Exercise prompt:
All that is wanted is a word-for-word copy of the data from its first line to the line containing "box: [264, 71, 283, 92]", both included.

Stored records
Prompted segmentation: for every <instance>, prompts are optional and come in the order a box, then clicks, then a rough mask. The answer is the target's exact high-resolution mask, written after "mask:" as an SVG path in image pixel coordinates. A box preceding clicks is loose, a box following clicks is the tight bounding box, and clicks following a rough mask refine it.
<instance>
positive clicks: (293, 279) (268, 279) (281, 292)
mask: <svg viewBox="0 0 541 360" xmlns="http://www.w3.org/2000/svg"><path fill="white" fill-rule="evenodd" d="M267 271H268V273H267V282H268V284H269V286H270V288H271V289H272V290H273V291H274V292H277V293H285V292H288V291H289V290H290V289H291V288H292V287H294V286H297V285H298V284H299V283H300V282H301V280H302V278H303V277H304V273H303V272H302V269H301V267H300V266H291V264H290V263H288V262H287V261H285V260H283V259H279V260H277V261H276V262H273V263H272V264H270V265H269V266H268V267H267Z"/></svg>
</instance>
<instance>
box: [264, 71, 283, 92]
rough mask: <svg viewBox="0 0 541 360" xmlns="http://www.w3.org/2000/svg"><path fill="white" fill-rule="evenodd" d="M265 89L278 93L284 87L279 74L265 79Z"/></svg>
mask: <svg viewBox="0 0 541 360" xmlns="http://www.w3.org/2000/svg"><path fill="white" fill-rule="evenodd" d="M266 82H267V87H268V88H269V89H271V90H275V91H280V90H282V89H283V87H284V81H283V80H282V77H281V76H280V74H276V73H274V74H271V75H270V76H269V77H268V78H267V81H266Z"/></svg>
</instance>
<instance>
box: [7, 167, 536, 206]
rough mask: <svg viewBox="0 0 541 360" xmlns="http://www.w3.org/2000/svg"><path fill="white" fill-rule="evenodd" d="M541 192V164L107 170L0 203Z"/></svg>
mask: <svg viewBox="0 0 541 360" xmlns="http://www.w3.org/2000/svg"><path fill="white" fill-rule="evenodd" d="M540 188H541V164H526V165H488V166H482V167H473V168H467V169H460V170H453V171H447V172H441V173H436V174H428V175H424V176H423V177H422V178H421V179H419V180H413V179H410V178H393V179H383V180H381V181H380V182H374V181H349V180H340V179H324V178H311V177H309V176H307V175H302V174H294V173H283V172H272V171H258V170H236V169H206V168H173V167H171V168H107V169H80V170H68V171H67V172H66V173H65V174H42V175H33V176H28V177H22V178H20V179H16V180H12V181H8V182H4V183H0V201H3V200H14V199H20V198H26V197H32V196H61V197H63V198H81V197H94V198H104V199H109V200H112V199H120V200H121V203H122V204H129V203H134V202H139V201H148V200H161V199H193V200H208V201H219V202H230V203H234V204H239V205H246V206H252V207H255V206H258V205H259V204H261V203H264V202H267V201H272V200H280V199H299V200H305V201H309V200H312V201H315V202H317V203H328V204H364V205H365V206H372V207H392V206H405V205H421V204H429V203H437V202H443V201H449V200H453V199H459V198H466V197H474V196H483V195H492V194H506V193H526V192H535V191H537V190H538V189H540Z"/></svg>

Answer to this task:
Prompted segmentation: for every <instance>, prompts are optional and come in the order a box, then clicks, then a rough mask. The answer is the target's exact high-resolution mask, written after "mask:" as an SVG path in image pixel coordinates. A box preceding clicks is loose, a box following clicks is the tight bounding box, and clicks following a rough mask refine it.
<instance>
positive clicks: (293, 279) (268, 279) (281, 292)
mask: <svg viewBox="0 0 541 360" xmlns="http://www.w3.org/2000/svg"><path fill="white" fill-rule="evenodd" d="M267 271H268V273H267V282H268V284H269V286H270V288H271V289H272V290H273V291H274V292H277V293H285V292H288V291H289V290H290V289H291V288H292V287H294V286H297V285H298V284H299V283H300V282H301V280H302V278H303V277H304V273H303V272H302V269H301V267H300V266H291V264H290V263H288V262H287V261H285V260H283V259H279V260H277V261H276V262H273V263H272V264H270V265H269V266H268V267H267Z"/></svg>
</instance>
<instance>
box: [264, 71, 283, 92]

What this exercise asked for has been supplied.